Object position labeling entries

▼▼▼

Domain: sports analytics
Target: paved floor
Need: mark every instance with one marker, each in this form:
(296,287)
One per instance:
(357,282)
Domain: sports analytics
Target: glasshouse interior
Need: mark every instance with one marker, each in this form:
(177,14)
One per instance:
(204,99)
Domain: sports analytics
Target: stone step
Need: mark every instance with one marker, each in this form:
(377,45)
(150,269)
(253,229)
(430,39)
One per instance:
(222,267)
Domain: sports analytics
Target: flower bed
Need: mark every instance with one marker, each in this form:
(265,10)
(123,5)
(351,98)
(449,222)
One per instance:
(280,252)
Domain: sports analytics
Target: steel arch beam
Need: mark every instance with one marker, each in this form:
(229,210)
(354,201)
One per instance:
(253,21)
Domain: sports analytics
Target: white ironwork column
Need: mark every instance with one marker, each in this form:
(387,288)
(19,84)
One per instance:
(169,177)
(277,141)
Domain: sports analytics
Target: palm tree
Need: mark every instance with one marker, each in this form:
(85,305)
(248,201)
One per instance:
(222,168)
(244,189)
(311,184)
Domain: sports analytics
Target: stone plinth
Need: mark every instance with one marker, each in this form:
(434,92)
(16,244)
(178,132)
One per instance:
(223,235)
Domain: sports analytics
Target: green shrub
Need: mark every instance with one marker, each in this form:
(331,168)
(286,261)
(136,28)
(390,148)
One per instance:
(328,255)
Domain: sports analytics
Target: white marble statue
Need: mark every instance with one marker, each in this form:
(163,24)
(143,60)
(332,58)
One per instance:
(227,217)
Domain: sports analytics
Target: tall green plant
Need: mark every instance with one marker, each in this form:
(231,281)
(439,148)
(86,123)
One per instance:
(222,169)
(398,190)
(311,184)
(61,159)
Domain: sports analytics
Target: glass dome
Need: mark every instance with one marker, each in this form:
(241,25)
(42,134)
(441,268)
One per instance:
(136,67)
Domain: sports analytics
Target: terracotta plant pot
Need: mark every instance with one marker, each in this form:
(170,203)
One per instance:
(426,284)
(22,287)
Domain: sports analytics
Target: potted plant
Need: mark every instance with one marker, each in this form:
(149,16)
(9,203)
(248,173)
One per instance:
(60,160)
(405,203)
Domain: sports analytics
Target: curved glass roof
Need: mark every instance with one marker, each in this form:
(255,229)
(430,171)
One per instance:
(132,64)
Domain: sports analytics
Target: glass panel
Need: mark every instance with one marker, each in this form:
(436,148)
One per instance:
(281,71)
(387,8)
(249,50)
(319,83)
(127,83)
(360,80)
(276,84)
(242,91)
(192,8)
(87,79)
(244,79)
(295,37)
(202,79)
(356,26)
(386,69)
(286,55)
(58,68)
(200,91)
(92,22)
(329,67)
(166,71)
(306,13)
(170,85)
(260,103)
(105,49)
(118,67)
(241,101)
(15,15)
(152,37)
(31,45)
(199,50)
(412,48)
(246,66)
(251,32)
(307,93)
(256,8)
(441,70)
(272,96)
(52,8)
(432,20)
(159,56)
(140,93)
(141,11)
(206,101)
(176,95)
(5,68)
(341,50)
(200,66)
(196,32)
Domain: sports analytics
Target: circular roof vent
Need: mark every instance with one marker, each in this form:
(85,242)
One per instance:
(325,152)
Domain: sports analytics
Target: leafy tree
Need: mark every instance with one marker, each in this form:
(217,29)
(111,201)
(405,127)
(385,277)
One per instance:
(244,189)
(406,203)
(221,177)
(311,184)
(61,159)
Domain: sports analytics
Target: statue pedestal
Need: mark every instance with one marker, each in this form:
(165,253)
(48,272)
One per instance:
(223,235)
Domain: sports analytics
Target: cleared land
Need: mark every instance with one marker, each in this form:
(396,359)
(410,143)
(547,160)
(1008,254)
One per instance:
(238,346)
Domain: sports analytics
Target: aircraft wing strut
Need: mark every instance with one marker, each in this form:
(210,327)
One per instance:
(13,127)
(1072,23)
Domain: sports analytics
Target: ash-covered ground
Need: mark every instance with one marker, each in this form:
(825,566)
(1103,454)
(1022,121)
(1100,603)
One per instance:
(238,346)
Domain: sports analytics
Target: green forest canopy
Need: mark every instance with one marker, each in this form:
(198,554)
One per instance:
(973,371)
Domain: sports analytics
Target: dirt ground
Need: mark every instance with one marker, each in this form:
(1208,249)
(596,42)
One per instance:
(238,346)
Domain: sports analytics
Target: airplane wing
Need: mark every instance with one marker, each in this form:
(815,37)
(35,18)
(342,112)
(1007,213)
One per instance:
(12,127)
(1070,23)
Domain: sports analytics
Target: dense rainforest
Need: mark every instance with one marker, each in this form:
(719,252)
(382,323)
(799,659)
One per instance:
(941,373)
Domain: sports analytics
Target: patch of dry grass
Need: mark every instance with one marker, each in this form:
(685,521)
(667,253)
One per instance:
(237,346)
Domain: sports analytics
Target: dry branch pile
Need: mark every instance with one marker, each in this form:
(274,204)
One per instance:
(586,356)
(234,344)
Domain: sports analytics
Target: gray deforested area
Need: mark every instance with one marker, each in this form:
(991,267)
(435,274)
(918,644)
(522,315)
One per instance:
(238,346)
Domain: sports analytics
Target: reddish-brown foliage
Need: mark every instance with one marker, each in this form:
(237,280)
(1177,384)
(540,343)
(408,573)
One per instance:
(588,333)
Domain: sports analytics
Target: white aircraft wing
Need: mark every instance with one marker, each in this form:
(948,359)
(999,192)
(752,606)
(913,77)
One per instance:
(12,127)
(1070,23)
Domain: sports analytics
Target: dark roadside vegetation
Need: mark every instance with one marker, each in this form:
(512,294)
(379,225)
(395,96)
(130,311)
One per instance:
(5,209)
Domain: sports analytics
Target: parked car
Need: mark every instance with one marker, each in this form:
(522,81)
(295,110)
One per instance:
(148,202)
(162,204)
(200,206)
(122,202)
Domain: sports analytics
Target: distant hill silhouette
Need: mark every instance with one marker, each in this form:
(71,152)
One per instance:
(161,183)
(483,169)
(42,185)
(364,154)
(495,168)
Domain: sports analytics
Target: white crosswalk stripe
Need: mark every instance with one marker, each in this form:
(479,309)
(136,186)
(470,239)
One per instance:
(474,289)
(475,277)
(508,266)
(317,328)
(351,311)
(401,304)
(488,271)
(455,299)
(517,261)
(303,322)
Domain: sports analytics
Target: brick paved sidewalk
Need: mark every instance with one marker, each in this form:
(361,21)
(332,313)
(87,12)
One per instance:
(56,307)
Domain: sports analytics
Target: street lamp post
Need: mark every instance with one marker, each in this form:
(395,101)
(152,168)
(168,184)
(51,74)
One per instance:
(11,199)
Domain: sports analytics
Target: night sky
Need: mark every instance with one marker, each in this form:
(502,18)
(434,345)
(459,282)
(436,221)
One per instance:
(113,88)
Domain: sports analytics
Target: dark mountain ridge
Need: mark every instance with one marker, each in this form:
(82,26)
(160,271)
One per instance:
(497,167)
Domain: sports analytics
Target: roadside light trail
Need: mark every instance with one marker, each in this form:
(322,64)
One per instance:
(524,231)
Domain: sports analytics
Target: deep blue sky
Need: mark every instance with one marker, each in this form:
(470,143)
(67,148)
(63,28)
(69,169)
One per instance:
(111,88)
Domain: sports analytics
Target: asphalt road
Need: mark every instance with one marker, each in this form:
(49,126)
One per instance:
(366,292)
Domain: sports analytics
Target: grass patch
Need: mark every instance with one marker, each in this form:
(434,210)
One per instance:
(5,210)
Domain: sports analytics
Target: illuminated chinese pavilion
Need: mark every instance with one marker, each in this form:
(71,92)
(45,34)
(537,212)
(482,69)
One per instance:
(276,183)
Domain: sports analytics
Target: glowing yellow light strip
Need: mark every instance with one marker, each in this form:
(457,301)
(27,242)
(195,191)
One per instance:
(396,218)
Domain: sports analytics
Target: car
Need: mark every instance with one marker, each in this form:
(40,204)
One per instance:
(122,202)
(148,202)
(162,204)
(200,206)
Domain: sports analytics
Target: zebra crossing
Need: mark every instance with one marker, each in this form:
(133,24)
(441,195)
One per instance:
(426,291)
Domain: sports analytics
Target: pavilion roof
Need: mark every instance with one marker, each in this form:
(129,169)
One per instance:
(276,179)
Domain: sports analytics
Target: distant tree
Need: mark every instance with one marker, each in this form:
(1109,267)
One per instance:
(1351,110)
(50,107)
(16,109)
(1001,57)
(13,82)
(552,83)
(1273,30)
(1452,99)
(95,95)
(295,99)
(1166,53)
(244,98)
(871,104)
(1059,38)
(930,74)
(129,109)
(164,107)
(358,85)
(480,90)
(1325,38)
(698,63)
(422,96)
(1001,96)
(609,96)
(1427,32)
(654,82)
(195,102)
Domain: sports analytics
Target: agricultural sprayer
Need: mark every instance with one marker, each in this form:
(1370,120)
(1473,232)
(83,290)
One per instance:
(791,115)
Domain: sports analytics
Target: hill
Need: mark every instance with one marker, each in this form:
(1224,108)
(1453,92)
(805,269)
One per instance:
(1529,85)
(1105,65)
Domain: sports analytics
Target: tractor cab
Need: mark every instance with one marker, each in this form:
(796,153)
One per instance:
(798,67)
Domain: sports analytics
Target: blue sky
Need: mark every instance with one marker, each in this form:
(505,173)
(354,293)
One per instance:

▲▲▲

Directive:
Locate every line in the records that contains the string "white", and copy each of those lines.

Written reply:
Target: white ironwork column
Target: white marble statue
Target: white aircraft wing
Target: white crosswalk stripe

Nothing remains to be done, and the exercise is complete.